[Instructions to follow]: Copy each line below without leaving any out.

[Supplied data]:
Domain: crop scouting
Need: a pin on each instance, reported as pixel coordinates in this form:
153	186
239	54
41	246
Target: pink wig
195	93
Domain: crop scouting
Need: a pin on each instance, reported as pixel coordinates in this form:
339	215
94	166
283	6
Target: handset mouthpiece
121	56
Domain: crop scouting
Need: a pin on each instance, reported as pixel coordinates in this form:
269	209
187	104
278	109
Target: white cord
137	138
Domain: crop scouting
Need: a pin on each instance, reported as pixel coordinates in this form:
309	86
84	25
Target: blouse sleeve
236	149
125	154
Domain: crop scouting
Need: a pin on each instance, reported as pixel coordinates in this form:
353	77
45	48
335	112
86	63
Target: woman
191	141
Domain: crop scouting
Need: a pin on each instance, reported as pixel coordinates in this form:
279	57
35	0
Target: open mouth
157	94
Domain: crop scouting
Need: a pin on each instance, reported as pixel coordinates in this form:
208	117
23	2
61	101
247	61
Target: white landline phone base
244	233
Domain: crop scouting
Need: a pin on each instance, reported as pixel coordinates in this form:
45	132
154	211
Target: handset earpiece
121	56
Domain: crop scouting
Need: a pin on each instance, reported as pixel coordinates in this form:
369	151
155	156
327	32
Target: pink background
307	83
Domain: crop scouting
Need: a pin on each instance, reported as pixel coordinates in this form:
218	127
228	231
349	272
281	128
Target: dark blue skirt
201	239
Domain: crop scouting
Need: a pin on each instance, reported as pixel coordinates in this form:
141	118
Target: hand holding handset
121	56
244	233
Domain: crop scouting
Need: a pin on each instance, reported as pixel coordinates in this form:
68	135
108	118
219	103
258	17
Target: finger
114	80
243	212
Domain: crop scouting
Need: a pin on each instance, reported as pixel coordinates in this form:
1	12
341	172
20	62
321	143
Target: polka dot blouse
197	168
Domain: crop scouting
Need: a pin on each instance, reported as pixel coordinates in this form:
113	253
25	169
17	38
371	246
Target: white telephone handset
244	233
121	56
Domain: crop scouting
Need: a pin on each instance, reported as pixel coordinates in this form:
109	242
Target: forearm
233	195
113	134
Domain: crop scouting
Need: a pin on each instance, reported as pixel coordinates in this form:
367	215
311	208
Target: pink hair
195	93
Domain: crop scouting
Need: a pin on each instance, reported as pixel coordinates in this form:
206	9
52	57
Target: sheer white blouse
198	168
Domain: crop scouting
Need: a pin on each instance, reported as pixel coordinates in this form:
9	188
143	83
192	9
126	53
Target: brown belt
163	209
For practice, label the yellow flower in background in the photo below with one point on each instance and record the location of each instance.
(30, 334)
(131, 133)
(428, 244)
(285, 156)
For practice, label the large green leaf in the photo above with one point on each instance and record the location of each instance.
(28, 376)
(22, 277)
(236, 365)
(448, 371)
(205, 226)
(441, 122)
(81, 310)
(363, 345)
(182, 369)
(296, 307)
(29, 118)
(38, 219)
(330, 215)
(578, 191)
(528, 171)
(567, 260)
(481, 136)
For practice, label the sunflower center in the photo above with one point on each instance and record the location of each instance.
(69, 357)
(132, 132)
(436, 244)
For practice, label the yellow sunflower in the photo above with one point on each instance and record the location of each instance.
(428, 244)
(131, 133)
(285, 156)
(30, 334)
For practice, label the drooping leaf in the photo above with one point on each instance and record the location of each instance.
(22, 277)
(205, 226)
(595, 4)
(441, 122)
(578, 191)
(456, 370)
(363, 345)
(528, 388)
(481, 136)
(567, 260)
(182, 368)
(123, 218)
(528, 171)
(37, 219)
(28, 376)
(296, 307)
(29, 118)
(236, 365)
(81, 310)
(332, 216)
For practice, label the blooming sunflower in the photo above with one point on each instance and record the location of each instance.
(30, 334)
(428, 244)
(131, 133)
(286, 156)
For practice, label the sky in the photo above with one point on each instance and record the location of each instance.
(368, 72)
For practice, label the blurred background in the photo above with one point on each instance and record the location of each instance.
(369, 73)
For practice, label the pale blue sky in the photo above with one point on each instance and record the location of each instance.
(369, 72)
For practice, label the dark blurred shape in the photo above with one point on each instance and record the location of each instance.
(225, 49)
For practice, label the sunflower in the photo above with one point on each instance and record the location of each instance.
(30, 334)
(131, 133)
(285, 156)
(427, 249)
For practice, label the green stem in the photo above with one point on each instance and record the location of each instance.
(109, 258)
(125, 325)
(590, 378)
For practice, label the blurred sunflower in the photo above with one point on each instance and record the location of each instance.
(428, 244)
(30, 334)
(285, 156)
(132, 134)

[Finished exercise]:
Domain: crop scouting
Need: a pin on each instance, reported as pixel coordinates in this form:
153	186
239	54
41	246
Target: pink wig
195	93
Domain: crop scouting
Need: a pin on each instance, reported as pixel coordinates in this form:
339	215
94	166
283	6
Target: handset mouthpiece
121	56
Domain: crop scouting
Need: a pin on each instance, reported as pixel coordinates in this form:
269	209
187	104
278	109
Target: white cord
137	138
Domain: crop scouting
Need: a pin on each instance, reported as pixel coordinates in this form:
309	86
84	25
Target: blouse sleeve
236	149
125	154
Domain: crop scouting
Need: a pin on each instance, reported as pixel coordinates in this form:
353	77
45	48
335	112
86	63
Target: woman
191	141
Domain: crop scouting
Need: a pin on each instance, reported as pixel coordinates in this form:
279	57
35	0
Target: open mouth
157	94
Domain: crop scouting
Need: a pin on each instance, reported as pixel coordinates in this form:
208	117
23	2
61	101
247	61
Target: white landline phone base
244	233
Domain: crop scouting
Need: a pin on each instance, reported as pixel coordinates in this form:
45	132
154	211
Target: handset earpiece
121	56
Domain: crop scouting
Need: a pin on each instance, reported as pixel coordinates in this form:
369	151
155	156
327	32
Target: pink background
307	83
Domain: crop scouting
Need: a pin on each instance, reported as pixel coordinates in this form:
218	127
228	231
349	272
281	128
Target: dark blue skirt
201	239
Domain: crop scouting
Need: a pin on each instance, reported as pixel coordinates in this form:
141	118
Target: hand holding handset
121	56
244	233
Domain: crop scouting
Need: a pin on each instance, reported as pixel coordinates in this form:
68	135
108	118
219	103
258	17
Target: finger
114	80
243	212
Domain: crop scouting
Need: a pin on each instance, reported as pixel coordinates in this form:
1	12
341	172
20	62
321	143
Target: polka dot blouse
197	168
Domain: crop scouting
Need: a pin on each instance, reported as pixel coordinates in this form:
113	253
25	169
17	38
371	246
Target: white telephone handset
244	233
121	56
Domain: crop scouting
Need: a pin on each instance, reported as pixel coordinates in this form:
109	242
Target: forearm
233	195
113	134
Domain: crop scouting
Need: a pin on each instance, reported as pixel coordinates in this form:
367	215
311	208
Target: pink hair
195	93
Domain: crop scouting
Need: a pin on each instance, reported as pixel coordinates in this form:
206	9
52	57
Target: sheer white blouse
198	168
Domain: crop scouting
Need: a pin on each instance, reported as pixel coordinates in this form:
9	188
143	83
192	9
126	53
Target: brown belt
163	209
For practice, label the yellow flower in background in the photo below with one point on each instance and record the location of each instance.
(30, 334)
(131, 133)
(428, 244)
(285, 156)
For practice, label the large green leaf in the photo above with one point on each instance and record the location of each instance.
(28, 376)
(22, 277)
(236, 365)
(448, 371)
(205, 226)
(441, 122)
(81, 310)
(363, 345)
(182, 369)
(296, 307)
(29, 118)
(38, 219)
(330, 215)
(578, 191)
(528, 171)
(567, 260)
(481, 136)
For practice, label the sunflower center in the photo above with one point on each instance and record the location of each instance.
(69, 357)
(132, 132)
(436, 244)
For practice, label the yellow sunflower in the photo above with one point on each instance and record the location of each instance.
(428, 244)
(131, 133)
(285, 156)
(30, 334)
For practice, label the drooping leaf in the photo above with one point on each instance and record the location of each instance.
(22, 277)
(205, 226)
(595, 4)
(441, 122)
(578, 191)
(456, 370)
(363, 345)
(528, 388)
(481, 136)
(567, 260)
(182, 368)
(123, 218)
(528, 171)
(37, 219)
(28, 376)
(296, 307)
(29, 118)
(236, 365)
(81, 310)
(332, 216)
For practice, label the blooming sunflower in the photo above with one point on each instance and record the location of each instance.
(30, 334)
(428, 244)
(131, 133)
(286, 156)
For practice, label the sky in the photo above with one point on each instance and record the location of each instance.
(368, 72)
For practice, label the blurred background in the photo above with one point on each instance and record the location of each instance.
(369, 73)
For practice, label the pale blue sky in the photo above with one point on each instance and record the location of each instance.
(369, 72)
For practice, label the dark blurred shape in the photo above with one point on each instance and record the location of each instance.
(225, 49)
For practice, label the sunflower in the photo above with one point on each instance and record the location of each instance.
(30, 334)
(131, 133)
(285, 156)
(427, 249)
For practice, label the green stem in the photo above with one point on each instance and record the location of each instance.
(109, 258)
(125, 325)
(590, 378)
For practice, label the blurred sunflower in the photo above with one point on each instance and record the location of each instance.
(428, 244)
(30, 334)
(285, 156)
(132, 134)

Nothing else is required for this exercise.